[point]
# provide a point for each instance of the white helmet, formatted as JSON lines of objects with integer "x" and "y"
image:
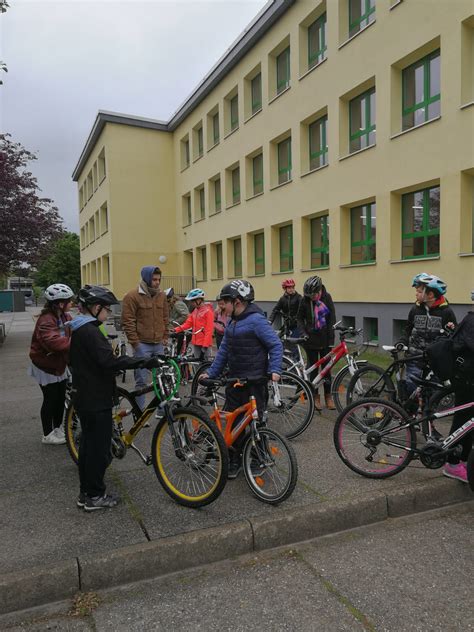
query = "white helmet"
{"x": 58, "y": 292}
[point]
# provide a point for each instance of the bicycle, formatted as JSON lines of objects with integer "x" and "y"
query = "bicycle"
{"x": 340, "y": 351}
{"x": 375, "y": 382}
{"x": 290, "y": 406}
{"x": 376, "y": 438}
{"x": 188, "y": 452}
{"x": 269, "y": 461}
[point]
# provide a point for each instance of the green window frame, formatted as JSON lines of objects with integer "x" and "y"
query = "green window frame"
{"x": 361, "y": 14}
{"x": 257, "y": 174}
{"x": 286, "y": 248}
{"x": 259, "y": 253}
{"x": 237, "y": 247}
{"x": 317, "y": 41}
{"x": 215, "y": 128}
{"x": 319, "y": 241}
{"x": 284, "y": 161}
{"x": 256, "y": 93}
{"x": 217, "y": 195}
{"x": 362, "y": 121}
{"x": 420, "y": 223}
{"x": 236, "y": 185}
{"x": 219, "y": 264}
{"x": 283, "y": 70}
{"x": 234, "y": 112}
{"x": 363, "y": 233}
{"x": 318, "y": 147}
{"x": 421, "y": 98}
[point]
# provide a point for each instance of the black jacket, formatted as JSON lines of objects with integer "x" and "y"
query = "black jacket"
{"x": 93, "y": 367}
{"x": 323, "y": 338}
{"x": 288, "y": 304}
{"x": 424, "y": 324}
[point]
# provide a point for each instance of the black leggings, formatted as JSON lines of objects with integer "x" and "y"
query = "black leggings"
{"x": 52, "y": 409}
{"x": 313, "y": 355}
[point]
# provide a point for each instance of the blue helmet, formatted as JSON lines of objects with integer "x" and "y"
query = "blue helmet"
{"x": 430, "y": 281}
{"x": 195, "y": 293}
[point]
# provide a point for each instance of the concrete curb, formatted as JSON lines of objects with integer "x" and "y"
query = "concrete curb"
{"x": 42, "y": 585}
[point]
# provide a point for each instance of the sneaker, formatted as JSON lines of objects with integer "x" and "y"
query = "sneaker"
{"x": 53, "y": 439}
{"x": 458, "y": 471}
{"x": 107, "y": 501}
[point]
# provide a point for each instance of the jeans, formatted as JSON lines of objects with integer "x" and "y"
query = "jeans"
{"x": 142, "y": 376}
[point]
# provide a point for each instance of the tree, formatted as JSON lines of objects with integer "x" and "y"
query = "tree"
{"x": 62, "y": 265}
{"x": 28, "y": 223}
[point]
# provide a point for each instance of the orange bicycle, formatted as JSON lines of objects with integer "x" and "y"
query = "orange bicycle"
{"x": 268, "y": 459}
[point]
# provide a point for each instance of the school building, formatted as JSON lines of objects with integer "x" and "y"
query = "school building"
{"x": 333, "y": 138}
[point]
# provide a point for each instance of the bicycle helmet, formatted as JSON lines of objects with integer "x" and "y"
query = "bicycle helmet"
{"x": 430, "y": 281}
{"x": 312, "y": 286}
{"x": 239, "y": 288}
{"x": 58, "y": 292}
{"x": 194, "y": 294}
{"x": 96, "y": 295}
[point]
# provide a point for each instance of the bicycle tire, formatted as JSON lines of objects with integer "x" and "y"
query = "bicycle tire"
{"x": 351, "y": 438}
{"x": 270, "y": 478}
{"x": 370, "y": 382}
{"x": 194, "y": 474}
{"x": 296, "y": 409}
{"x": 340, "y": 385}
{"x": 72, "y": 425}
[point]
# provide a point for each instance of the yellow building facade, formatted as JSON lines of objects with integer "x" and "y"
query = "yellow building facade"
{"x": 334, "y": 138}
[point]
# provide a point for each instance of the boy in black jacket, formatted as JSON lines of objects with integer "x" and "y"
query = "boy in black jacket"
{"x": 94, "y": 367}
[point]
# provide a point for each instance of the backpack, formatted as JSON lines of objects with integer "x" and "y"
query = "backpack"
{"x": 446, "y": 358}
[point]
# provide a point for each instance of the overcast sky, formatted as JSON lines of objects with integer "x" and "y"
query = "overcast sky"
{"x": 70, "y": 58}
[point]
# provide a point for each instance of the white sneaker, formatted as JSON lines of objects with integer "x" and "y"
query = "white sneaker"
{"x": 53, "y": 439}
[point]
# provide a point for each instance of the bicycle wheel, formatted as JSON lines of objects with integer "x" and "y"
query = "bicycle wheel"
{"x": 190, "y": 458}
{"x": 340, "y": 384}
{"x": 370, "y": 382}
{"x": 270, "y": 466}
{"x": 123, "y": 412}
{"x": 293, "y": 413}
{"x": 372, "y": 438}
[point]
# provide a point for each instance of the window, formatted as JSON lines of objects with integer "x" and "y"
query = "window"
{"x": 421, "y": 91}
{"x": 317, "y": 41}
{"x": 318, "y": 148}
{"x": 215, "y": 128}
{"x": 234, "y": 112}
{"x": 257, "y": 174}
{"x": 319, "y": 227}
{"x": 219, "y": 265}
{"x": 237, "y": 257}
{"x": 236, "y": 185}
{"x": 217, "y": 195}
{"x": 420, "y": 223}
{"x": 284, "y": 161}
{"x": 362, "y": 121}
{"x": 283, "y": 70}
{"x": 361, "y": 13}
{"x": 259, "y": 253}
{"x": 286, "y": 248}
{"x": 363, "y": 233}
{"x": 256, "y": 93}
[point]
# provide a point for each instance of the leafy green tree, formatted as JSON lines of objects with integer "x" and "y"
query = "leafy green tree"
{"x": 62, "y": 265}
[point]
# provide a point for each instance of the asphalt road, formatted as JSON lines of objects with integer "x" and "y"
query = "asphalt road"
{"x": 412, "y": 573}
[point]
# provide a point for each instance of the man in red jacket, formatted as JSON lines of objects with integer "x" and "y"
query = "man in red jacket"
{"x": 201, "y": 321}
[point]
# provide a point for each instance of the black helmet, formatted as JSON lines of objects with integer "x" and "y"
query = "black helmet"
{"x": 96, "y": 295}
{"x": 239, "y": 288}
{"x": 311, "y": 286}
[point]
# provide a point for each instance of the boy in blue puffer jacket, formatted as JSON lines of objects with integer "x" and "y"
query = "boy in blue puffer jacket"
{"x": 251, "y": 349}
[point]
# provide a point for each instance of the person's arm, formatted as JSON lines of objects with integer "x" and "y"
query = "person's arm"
----
- **Exercise brief**
List every line in the records that contains the string "orange", matching case exactly.

- **Answer to the task**
# provide a point for each instance of the orange bicycle, formatted as JSON lines of objects with integer "x" and "y"
query = "orange bicycle"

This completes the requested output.